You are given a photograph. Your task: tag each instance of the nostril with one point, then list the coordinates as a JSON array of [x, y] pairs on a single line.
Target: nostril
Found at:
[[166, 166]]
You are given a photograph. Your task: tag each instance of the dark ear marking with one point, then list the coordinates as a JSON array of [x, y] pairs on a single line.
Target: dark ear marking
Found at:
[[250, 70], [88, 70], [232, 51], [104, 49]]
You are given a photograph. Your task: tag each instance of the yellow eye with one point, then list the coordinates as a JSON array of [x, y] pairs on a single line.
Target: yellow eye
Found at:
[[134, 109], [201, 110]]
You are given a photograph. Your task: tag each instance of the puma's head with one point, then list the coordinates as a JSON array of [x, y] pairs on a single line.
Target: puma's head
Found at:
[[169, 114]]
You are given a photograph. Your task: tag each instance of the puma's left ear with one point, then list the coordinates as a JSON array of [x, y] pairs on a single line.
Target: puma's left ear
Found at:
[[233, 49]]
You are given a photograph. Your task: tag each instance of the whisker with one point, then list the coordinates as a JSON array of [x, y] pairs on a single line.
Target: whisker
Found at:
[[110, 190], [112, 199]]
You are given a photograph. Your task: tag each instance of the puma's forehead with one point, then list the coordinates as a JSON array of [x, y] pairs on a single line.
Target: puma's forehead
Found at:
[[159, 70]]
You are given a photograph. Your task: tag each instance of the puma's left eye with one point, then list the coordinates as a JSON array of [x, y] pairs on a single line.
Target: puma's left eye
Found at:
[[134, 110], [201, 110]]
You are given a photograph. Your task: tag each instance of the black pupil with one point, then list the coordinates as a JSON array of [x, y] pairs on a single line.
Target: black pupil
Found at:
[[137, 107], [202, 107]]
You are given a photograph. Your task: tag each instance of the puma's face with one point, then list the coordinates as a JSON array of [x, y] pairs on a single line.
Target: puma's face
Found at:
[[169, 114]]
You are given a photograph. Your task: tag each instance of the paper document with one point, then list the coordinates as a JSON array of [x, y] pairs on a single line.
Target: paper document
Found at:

══════════

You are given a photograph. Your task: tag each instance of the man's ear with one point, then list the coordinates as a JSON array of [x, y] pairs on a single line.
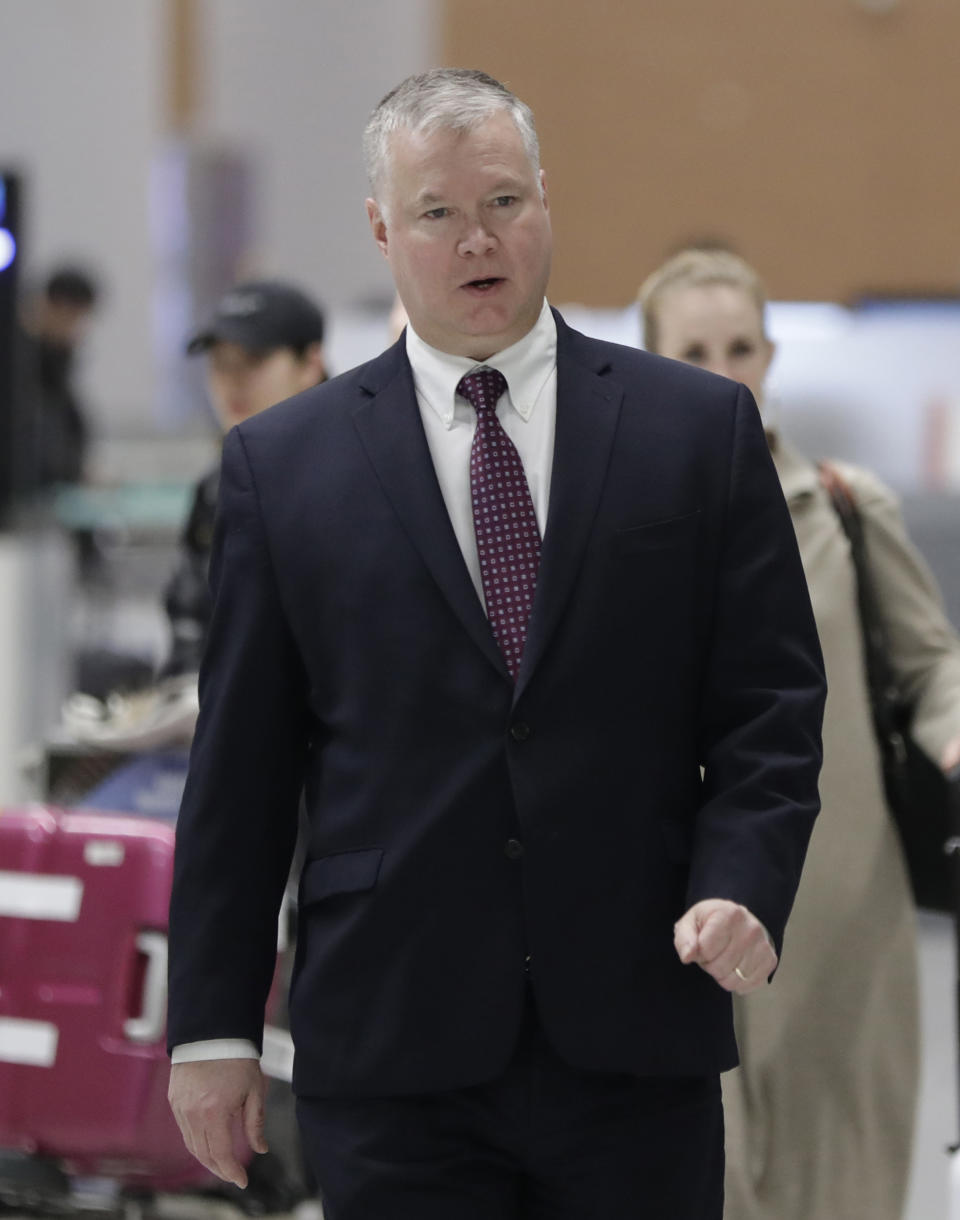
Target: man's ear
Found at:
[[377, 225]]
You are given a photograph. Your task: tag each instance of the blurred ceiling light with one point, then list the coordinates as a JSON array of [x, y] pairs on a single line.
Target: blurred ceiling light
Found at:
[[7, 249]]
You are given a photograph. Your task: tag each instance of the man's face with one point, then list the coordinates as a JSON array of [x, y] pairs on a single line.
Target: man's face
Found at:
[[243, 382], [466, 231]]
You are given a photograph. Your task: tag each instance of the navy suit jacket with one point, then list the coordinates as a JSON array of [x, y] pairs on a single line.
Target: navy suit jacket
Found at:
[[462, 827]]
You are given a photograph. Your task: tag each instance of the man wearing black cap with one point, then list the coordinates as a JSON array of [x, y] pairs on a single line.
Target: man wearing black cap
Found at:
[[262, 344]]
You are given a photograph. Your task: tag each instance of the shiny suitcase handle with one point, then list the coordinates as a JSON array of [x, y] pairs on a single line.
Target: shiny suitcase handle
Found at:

══════════

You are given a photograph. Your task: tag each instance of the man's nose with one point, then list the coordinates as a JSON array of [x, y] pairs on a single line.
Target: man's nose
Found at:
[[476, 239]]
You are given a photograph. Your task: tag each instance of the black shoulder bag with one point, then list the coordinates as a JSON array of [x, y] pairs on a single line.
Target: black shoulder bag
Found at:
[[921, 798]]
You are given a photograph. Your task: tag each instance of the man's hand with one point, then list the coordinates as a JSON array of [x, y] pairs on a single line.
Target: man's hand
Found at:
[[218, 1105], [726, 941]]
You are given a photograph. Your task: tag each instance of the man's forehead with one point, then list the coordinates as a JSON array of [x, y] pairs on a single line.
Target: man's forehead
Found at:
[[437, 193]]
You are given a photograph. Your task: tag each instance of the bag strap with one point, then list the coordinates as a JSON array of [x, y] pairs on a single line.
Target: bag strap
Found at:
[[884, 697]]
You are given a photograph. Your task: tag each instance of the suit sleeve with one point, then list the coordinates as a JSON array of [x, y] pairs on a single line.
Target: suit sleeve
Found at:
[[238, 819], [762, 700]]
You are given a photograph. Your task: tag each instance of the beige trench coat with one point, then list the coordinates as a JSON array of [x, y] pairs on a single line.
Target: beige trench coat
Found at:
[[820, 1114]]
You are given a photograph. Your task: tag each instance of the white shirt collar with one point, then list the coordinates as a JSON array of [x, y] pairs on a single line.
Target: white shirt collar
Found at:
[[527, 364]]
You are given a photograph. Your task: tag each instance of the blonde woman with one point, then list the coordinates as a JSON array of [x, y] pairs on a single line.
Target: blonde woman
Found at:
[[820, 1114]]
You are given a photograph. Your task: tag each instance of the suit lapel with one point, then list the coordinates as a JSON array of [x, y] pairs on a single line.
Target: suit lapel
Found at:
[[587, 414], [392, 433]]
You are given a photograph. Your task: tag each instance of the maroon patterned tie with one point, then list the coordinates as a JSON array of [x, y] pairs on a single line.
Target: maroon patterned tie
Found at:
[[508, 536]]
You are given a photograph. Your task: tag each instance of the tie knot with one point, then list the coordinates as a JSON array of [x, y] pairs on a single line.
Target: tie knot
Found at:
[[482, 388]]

══════════

#### Exercise objective:
Count every line of the listing that includes the word "woman", then give that count and no other words.

#### Result for this exercise:
2